(Record set Opens)
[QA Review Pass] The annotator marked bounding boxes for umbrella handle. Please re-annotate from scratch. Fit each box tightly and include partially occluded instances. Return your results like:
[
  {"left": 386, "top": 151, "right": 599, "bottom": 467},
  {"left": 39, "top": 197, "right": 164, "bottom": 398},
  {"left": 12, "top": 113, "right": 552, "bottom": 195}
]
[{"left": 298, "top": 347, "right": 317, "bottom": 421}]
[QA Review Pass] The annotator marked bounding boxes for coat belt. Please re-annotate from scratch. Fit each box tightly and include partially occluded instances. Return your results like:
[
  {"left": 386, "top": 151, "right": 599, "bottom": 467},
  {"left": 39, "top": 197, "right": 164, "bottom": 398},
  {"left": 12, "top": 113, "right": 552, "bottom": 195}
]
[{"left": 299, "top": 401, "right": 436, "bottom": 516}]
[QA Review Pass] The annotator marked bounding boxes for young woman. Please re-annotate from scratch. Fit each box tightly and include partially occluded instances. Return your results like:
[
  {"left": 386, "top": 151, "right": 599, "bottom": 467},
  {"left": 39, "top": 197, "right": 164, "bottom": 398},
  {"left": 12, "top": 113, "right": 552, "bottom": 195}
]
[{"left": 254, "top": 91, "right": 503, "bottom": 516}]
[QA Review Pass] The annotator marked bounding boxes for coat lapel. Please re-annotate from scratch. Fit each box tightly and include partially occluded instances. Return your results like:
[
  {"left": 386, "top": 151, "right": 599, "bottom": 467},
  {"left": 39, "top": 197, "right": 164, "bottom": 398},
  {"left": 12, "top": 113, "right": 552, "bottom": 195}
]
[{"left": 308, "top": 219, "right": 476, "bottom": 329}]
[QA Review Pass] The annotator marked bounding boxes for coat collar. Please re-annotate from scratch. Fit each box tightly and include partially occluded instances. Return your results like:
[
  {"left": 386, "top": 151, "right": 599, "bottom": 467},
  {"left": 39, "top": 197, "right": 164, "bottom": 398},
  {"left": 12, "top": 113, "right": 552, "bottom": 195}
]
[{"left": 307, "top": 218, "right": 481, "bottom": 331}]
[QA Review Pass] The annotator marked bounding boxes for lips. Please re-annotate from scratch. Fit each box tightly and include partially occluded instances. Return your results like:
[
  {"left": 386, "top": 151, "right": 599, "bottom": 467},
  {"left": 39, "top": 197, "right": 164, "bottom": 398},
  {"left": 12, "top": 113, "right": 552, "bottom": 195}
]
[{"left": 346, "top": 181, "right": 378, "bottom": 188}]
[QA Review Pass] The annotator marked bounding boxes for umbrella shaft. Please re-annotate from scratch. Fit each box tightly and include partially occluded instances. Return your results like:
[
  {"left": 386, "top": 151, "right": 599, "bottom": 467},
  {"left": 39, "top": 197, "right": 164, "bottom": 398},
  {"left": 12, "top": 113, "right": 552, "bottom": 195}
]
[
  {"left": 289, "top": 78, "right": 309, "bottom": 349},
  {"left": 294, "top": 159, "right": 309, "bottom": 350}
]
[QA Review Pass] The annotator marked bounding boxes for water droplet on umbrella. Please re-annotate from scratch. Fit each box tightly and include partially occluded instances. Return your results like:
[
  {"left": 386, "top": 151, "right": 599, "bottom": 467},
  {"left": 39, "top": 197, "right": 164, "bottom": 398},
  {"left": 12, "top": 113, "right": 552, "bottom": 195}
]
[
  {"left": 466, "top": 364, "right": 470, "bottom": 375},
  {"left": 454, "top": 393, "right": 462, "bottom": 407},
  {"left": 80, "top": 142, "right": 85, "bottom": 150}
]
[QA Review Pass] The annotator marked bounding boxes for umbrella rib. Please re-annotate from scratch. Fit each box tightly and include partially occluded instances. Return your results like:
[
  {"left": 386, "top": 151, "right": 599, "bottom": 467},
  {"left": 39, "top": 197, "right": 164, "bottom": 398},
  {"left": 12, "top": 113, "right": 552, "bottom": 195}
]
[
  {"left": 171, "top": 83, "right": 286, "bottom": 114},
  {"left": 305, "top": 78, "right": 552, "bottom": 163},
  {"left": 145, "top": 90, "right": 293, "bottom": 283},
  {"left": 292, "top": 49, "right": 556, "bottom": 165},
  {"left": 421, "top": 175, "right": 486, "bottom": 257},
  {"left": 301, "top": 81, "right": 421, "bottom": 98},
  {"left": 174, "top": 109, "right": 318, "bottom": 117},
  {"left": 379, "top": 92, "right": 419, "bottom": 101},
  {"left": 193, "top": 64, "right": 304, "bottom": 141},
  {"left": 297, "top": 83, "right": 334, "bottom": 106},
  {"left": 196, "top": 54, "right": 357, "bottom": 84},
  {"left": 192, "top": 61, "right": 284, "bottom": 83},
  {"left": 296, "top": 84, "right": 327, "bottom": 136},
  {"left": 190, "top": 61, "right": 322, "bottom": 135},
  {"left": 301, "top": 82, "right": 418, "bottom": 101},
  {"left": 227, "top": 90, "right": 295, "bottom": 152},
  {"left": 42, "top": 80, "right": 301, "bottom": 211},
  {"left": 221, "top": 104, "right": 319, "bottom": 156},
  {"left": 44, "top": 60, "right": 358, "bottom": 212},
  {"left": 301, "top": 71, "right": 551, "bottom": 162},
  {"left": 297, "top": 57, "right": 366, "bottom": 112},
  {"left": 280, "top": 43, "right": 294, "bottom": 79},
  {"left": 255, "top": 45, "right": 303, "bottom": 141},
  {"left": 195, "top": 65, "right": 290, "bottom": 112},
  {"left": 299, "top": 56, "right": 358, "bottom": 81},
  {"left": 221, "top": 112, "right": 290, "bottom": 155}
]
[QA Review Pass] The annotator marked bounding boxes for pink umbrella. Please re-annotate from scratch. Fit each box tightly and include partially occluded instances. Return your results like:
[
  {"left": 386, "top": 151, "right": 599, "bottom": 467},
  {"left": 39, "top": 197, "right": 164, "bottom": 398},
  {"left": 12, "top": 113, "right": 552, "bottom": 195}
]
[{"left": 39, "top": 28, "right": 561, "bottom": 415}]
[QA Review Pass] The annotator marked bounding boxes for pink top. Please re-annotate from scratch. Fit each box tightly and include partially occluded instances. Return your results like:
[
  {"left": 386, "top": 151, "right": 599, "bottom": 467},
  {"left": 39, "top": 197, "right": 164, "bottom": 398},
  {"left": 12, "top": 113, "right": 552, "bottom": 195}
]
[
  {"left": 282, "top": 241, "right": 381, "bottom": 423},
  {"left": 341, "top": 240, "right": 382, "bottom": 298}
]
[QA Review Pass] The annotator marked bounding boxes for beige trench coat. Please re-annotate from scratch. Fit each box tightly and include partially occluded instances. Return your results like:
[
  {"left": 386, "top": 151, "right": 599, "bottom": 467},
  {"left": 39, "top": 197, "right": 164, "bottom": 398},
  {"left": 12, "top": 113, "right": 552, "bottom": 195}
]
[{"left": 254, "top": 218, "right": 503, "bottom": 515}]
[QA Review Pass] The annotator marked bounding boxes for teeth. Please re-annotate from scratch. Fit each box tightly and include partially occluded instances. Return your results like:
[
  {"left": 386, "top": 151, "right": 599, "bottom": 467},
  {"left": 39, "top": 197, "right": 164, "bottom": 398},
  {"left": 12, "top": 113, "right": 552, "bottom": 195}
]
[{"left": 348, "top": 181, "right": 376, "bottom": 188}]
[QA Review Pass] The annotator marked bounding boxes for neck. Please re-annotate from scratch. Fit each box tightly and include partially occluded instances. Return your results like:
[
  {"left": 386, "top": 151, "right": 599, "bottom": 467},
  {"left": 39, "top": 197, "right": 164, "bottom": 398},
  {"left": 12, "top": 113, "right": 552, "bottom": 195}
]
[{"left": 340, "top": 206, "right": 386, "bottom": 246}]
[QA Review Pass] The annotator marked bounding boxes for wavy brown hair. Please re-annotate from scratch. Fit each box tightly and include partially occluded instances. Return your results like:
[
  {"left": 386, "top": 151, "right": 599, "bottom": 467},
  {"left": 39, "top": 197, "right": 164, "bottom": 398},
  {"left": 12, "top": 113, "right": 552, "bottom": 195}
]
(Record set Closes)
## [Task brief]
Show every line from the entries that includes the word "pink".

## [Result for this exercise]
[QA Review Pass] The annotator marked bounding boxes for pink umbrella. Please re-annotate from scratch. Fit each box tightly and include partially occluded instances. Return your results like:
[QA Review Pass] The annotator marked bounding boxes for pink top. Please re-annotate from scratch. Fit each box tightly and include partially occluded instances. Return your results like:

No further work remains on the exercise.